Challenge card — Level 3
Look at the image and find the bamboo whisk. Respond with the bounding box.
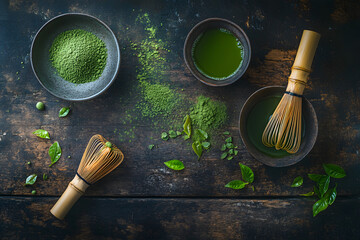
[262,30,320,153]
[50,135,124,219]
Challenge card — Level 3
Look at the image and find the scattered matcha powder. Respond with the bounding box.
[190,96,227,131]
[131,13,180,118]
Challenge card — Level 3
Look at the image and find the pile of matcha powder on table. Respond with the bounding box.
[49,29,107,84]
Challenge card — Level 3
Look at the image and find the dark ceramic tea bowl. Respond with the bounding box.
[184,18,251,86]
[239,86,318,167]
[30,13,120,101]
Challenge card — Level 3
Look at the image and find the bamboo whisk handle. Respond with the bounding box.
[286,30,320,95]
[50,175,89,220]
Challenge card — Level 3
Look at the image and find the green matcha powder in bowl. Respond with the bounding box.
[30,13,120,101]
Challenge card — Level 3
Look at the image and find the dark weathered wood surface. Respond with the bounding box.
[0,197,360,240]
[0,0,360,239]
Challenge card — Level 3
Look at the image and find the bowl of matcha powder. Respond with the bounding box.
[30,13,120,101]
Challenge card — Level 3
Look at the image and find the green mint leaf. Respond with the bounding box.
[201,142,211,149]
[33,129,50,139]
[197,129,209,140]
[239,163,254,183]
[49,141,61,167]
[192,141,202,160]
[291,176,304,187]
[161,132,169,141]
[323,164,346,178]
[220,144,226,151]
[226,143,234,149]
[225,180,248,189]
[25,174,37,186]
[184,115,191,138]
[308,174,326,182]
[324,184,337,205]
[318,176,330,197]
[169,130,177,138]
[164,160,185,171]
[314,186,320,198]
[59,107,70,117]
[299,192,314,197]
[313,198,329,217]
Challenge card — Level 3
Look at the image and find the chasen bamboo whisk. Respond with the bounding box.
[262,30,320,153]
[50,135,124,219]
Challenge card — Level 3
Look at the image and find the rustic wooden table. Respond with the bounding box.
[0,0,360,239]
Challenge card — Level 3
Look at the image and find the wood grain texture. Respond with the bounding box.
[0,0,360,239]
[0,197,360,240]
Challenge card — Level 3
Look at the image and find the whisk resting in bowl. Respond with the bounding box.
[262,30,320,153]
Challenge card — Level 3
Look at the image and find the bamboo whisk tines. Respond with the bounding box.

========

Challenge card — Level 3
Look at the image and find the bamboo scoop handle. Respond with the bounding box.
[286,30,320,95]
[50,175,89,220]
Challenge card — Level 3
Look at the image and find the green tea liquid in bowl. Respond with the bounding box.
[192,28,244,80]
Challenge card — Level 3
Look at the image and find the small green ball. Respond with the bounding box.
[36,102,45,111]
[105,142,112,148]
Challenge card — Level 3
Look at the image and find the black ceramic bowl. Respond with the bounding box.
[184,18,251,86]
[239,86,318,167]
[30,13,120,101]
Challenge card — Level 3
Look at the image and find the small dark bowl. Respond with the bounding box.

========

(TASK BRIEF): Count the lines in the entries above that contain the word "bamboo". Give only the number.

(WRITTEN RESPONSE): 5